begin

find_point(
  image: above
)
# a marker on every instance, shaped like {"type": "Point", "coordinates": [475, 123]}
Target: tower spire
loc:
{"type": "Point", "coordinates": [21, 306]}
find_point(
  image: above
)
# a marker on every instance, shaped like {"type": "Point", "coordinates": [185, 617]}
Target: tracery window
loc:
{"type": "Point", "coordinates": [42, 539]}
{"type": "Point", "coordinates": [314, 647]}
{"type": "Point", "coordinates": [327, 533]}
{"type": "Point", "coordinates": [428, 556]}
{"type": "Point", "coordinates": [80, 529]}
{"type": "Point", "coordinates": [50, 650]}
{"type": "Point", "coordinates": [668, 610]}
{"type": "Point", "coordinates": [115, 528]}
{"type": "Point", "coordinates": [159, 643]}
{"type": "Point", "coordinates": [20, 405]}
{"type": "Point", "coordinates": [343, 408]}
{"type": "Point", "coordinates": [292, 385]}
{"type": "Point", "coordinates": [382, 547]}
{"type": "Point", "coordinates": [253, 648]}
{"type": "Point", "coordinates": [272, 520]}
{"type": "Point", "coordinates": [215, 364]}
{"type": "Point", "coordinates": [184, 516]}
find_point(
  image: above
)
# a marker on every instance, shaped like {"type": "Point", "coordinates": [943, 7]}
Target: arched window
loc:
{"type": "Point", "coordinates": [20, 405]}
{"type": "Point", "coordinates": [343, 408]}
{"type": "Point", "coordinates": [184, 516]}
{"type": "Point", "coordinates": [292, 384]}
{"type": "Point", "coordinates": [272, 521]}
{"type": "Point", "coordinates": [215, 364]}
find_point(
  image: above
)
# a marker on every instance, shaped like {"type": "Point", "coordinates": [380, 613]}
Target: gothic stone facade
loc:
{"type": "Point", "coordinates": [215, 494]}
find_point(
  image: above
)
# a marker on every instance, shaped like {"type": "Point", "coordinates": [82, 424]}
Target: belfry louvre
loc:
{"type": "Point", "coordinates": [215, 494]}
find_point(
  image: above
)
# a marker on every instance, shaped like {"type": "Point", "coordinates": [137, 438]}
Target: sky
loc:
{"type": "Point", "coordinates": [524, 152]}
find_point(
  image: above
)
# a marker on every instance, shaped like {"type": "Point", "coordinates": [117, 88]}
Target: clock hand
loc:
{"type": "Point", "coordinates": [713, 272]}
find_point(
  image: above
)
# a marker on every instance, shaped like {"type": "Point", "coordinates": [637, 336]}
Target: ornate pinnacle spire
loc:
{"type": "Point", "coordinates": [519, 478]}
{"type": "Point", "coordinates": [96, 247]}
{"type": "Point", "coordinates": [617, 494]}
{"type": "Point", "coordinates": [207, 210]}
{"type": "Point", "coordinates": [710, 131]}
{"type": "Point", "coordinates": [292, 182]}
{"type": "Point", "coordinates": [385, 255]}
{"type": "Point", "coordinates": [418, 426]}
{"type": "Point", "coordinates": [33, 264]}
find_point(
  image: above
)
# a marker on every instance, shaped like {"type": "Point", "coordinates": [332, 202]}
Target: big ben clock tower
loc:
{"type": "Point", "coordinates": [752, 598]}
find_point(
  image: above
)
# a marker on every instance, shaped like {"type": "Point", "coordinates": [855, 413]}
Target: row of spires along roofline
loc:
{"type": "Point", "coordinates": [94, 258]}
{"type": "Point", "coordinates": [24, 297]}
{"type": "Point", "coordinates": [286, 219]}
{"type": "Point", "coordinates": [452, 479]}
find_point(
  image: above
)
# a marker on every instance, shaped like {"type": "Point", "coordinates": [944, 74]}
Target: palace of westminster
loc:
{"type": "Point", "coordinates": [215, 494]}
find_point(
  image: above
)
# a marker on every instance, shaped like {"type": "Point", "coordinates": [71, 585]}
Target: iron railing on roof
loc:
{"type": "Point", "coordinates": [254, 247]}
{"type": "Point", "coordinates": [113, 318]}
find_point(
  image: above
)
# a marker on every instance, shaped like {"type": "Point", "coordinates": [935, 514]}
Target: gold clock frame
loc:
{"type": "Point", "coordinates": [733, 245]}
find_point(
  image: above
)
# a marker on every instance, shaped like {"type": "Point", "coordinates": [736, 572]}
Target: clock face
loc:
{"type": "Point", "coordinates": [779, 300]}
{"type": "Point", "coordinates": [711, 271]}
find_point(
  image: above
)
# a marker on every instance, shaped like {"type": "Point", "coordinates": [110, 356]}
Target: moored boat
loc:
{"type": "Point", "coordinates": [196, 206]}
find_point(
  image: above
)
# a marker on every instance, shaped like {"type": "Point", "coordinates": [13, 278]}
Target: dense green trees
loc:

end

* _BRIEF_
Pick out every line of the material above that contains the word "window", and copy each one in full.

* _SOLUTION TO THE PROBLEM_
Target: tracery window
Target: arched window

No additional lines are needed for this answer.